## やること
下の記録をすべて、一字一句そのまま書き写してください。画像は入れないでください。

## データの記録

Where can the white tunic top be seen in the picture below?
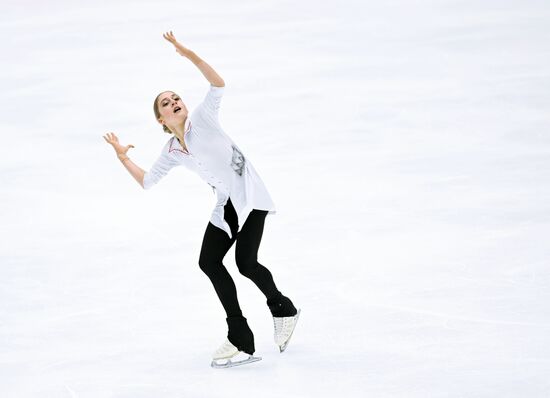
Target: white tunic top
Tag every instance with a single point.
(217, 160)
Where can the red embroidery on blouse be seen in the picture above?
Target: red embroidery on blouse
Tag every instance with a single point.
(172, 141)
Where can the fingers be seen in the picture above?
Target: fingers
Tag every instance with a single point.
(169, 36)
(110, 138)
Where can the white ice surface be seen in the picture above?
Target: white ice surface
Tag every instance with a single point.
(406, 145)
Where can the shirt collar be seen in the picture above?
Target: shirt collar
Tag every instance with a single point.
(187, 125)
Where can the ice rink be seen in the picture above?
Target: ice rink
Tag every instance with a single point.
(406, 145)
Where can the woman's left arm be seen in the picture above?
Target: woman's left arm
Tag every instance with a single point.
(206, 69)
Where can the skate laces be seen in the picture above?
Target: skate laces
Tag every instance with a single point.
(283, 326)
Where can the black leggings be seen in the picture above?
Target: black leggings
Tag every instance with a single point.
(215, 245)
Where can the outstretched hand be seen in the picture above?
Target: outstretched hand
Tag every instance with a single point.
(179, 48)
(112, 139)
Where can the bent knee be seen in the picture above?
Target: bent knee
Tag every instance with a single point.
(207, 265)
(247, 269)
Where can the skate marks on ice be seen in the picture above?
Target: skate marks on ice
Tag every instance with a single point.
(240, 358)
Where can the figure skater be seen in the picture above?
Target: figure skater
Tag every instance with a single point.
(199, 143)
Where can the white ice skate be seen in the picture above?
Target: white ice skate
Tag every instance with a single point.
(228, 356)
(284, 327)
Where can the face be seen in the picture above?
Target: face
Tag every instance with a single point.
(172, 110)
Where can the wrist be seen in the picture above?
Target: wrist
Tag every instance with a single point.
(122, 157)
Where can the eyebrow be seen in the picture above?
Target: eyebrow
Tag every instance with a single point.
(173, 95)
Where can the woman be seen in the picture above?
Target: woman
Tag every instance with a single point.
(199, 143)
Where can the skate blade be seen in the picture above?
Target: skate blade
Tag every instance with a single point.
(285, 344)
(230, 362)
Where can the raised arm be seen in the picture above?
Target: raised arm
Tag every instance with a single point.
(121, 150)
(206, 70)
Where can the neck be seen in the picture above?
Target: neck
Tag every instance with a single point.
(179, 130)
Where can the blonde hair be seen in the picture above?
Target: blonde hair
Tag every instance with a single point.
(157, 114)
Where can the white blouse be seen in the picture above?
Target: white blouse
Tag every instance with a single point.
(217, 160)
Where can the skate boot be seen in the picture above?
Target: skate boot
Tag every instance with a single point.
(228, 356)
(285, 317)
(238, 349)
(284, 327)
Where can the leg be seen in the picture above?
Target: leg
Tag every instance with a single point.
(215, 246)
(246, 257)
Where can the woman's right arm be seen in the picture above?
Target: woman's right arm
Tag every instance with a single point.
(137, 172)
(134, 169)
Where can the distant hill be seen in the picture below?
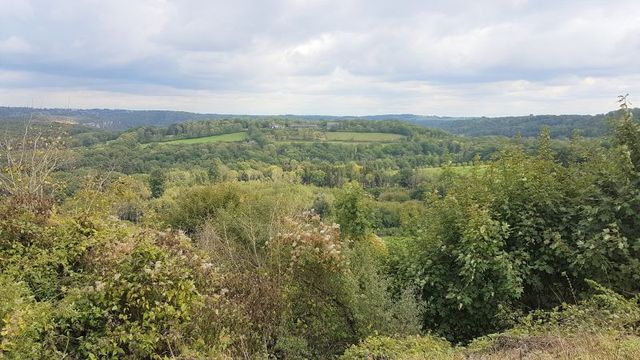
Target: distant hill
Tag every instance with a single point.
(527, 126)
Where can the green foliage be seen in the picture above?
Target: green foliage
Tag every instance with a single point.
(409, 348)
(354, 212)
(157, 180)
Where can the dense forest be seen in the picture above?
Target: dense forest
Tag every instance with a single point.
(562, 126)
(319, 238)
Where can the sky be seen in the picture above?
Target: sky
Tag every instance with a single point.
(342, 57)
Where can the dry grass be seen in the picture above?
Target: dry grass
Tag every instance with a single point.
(582, 346)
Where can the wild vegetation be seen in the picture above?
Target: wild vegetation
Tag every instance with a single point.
(281, 239)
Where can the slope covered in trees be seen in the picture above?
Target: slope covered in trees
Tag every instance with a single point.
(283, 245)
(528, 126)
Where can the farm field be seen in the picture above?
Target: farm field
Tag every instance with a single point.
(362, 136)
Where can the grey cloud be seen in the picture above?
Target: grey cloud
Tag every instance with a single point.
(372, 52)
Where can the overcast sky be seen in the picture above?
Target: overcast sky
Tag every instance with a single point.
(342, 57)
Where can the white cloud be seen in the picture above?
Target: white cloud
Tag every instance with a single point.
(318, 56)
(14, 45)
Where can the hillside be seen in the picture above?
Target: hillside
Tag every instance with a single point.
(527, 126)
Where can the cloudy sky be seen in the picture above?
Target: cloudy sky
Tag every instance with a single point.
(443, 57)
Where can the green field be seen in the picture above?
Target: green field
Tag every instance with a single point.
(460, 170)
(232, 137)
(362, 137)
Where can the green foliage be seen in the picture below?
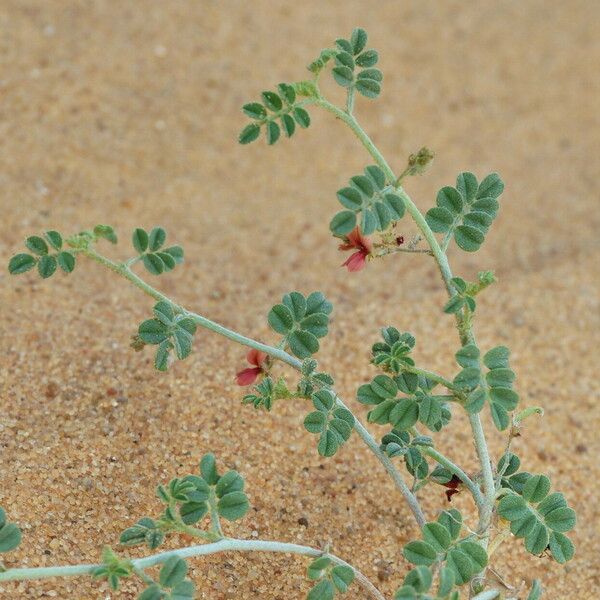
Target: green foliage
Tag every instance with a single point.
(466, 211)
(155, 257)
(312, 380)
(393, 353)
(536, 590)
(493, 387)
(331, 578)
(47, 254)
(113, 568)
(333, 424)
(145, 531)
(302, 321)
(281, 110)
(170, 332)
(188, 501)
(267, 392)
(354, 65)
(401, 443)
(105, 232)
(372, 198)
(10, 534)
(457, 560)
(403, 412)
(540, 517)
(172, 583)
(465, 292)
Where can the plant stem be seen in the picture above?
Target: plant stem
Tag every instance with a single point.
(224, 545)
(488, 595)
(454, 469)
(432, 377)
(465, 331)
(278, 353)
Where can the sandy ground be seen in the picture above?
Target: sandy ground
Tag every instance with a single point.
(128, 113)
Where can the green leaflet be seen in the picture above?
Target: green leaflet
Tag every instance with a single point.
(459, 559)
(279, 111)
(418, 404)
(189, 500)
(540, 517)
(170, 332)
(10, 534)
(495, 386)
(150, 247)
(333, 424)
(370, 201)
(47, 254)
(302, 321)
(331, 578)
(353, 65)
(466, 211)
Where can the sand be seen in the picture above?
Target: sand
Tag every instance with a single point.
(128, 113)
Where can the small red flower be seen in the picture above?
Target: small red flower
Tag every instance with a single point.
(250, 375)
(452, 486)
(363, 246)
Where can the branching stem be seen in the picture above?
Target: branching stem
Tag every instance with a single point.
(224, 545)
(278, 353)
(464, 328)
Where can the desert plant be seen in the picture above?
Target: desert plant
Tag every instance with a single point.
(451, 556)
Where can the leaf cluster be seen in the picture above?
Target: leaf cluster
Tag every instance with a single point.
(331, 578)
(466, 211)
(47, 253)
(403, 412)
(266, 392)
(465, 292)
(333, 424)
(188, 500)
(155, 257)
(113, 568)
(302, 321)
(401, 443)
(540, 517)
(312, 380)
(169, 331)
(278, 110)
(172, 583)
(354, 65)
(493, 387)
(10, 534)
(369, 200)
(440, 550)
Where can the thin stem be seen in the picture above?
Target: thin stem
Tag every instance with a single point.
(409, 496)
(414, 212)
(455, 470)
(143, 576)
(278, 353)
(432, 377)
(350, 101)
(214, 516)
(488, 595)
(464, 328)
(224, 545)
(387, 251)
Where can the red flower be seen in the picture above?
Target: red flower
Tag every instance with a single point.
(249, 376)
(452, 486)
(356, 241)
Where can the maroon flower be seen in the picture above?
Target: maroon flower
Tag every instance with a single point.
(250, 375)
(452, 486)
(356, 241)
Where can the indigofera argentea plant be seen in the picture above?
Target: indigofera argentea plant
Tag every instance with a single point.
(451, 552)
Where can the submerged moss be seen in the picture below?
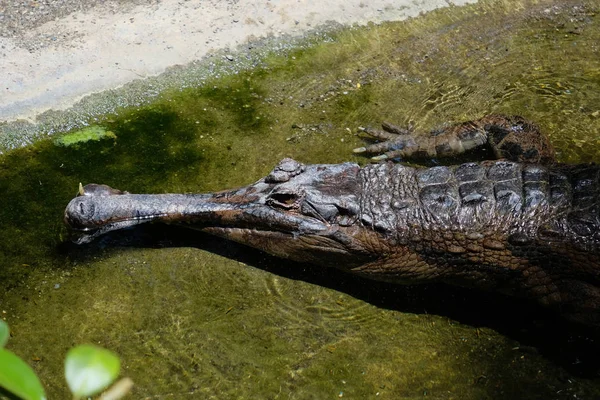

## 回答
Where can the white tunic top be seen in the picture below?
Target: white tunic top
Tag every instance with a single point.
(217, 160)
Where can the red embroidery on blouse be seen in the picture above?
Target: red embroidery on blouse
Tag every instance with a single point.
(172, 141)
Where can the fingers be seen in the picture above?
Target: fingers
Tag every instance with a single point.
(169, 36)
(110, 138)
Where can the white ice surface be seen in the picture above?
Target: white ice surface
Tag every instance with a single point.
(406, 145)
Where can the shirt collar be seen in the picture above?
Target: shirt collar
Tag every instance with a single point.
(187, 125)
Where can the ice rink be seen in the picture above?
Target: ice rink
Tag every instance with a single point.
(406, 145)
Where can the woman's left arm be seen in the picture above?
Target: woman's left arm
Tag every instance with a single point.
(206, 69)
Where can the skate laces be seen in the picture above?
Target: skate laces
Tag every instance with a single point.
(283, 326)
Where can the black leggings be seen in the picture above?
Target: black leggings
Tag every instance with a single point.
(215, 245)
Where can the outstretched hand be seen in the picture above?
Target: outstretched hand
Tag every instance with a single point.
(179, 48)
(112, 139)
Where can the bent knee be seen in the picture above?
Target: bent knee
Tag every instance with a single point.
(207, 265)
(247, 269)
Where can the skate marks on ice be seen in the picture above?
Target: skate marks on ice
Tag every instance with a single point.
(240, 358)
Where can the figure skater be seen in the picture above?
Target: figure skater
Tag every instance with a single point.
(199, 143)
Where can the white ice skate be seen in the picture above?
Target: white ice skate
Tag every instance with a single point.
(228, 356)
(284, 327)
Where can the face be seen in the picture above?
Target: face
Tag every instance with a single point.
(172, 110)
Where can the wrist be seen in the picture above?
Target: wrist
Tag every instance with a single point.
(122, 157)
Where can the eyebrow be seen in the picture above?
Target: eyebrow
Tag every instance with a single point.
(173, 95)
Where can the woman be seen in the picture above?
Target: woman
Tag every instance with a single point.
(199, 143)
Where can the skate blade be seen in the picture above?
Target: skate blade
Tag every instance with a single point.
(285, 344)
(230, 362)
Where can the raised arm be seen in the picture above?
Target: raised arm
Tag every instance with a single point.
(121, 150)
(206, 70)
Where can the neck be seen in the picture above?
Target: neck
Tag every instance with a single point.
(179, 130)
Where can the blonde hair be seen in the picture above?
Target: blonde hair
Tag every instance with a single point.
(157, 114)
Where can the white blouse be seen in the picture above?
Target: white blouse
Tag every instance with a single point.
(217, 160)
Where can the skate boot be seen in the picture above?
Target: skate boot
Tag every instance with a single point.
(228, 356)
(285, 317)
(238, 349)
(284, 327)
Where can the leg be seen in the picture above?
Target: leg
Tag every instance with a single point.
(215, 246)
(246, 257)
Where can the woman's right arm be seen in the picture above?
Target: woman's right arm
Tag every instance with a single point.
(137, 172)
(134, 169)
Where can the distant hill be seen in the picture below?
Target: distant hill
Tag every instance with a single point.
(527, 126)
Where can the green foliage be seen in the picture above?
Target: green foliage
Tag every instance with a single point.
(409, 348)
(354, 212)
(157, 180)
Where can the dense forest be seen in the picture above?
Target: dense forest
Tag every instance with a single point.
(562, 126)
(319, 238)
Where can the sky be seen in the picture above?
Target: sky
Tag every instance with a single point.
(342, 57)
Where can the dry grass be seen in the picture above?
Target: dry grass
Tag every instance with a single point.
(582, 346)
Where can the wild vegetation be seen in the picture above?
Target: wild vegetation
Tag every instance with a single point.
(281, 239)
Where can the slope covered in trees be seen in the picture above?
Target: slope covered in trees
Tag every instance with a single point.
(283, 245)
(528, 126)
Where can the farm field be seen in the picture above?
Target: farm field
Tag every instance with a single point.
(362, 136)
Where can the grey cloud be seen in the picture above?
Target: grey cloud
Tag every instance with a single point.
(372, 52)
Where can the overcast sky be seen in the picture above?
Target: overcast sky
Tag every instance with a single point.
(342, 57)
Where can the white cloud be seen in the picture above?
Target: white cloud
Tag every instance with a single point.
(318, 56)
(14, 45)
Where can the hillside be seen in the picture above?
Target: hillside
Tag every instance with a single point.
(527, 126)
Where can the cloudy sky be seen in the picture above?
Target: cloudy sky
Tag every instance with a single point.
(443, 57)
Where can the green field be seen in the picture above?
Target: green field
Tag every instance with a single point.
(460, 170)
(232, 137)
(362, 137)
Where can the green foliage be seen in the picture below?
Target: green foliage
Tag every instance with a single point.
(466, 211)
(155, 257)
(312, 380)
(393, 353)
(536, 590)
(493, 387)
(331, 578)
(47, 254)
(113, 568)
(333, 424)
(145, 531)
(302, 321)
(281, 110)
(170, 332)
(188, 501)
(267, 392)
(354, 65)
(401, 443)
(105, 232)
(372, 198)
(10, 534)
(457, 560)
(403, 412)
(540, 517)
(172, 583)
(465, 292)
Where can the plant stem be seen in the picture above?
Target: plant stem
Tag every instance with a single point.
(224, 545)
(488, 595)
(454, 469)
(432, 377)
(465, 331)
(278, 353)
Where can the sandy ground be seen in the picture above?
Target: sandy ground
Tag every instance with a single point.
(128, 113)
Where can the green leaflet be seen in the picture above?
Target: green leaflet
Tag every instance with a single point.
(459, 559)
(279, 111)
(418, 404)
(189, 500)
(540, 517)
(170, 332)
(10, 534)
(495, 386)
(150, 247)
(333, 424)
(370, 201)
(47, 254)
(302, 321)
(331, 578)
(353, 65)
(466, 211)
Where can the sand be seen in the picture above?
Target: sand
Tag every instance with a single point.
(128, 113)
Where can the small red flower be seen in the picture above?
Target: small red flower
Tag every instance with a single point.
(250, 375)
(452, 486)
(363, 246)
Where can the branching stem be seen in the picture above?
Target: branching stem
Tag every instance with a single point.
(224, 545)
(278, 353)
(464, 328)
Where can the desert plant be seen in the picture above?
Target: desert plant
Tag every instance with a single point.
(451, 556)
Where can the leaf cluster be seen in the picture above?
Target: leaf cluster
Tag every instance with a single point.
(331, 578)
(466, 211)
(47, 253)
(403, 412)
(266, 392)
(465, 292)
(333, 424)
(188, 500)
(155, 257)
(113, 568)
(302, 321)
(401, 443)
(540, 517)
(312, 380)
(169, 331)
(278, 110)
(172, 583)
(354, 65)
(493, 387)
(10, 534)
(369, 200)
(440, 550)
Where can the thin stem be seen in the picture above?
Target: thin stem
Tag every instance with a single point.
(409, 496)
(414, 212)
(455, 470)
(143, 576)
(278, 353)
(432, 377)
(350, 101)
(214, 516)
(488, 595)
(464, 328)
(224, 545)
(387, 251)
Where can the red flower be seen in the picture above?
Target: red flower
Tag every instance with a single point.
(249, 376)
(452, 486)
(356, 241)
Where can the maroon flower be seen in the picture above?
Target: maroon flower
Tag every instance with a single point.
(250, 375)
(452, 486)
(356, 241)
Where can the indigofera argentea plant be seen in the picture above?
Target: indigofera argentea plant
Tag every instance with a single point.
(451, 552)
Where can the submerged moss be seen in the picture below?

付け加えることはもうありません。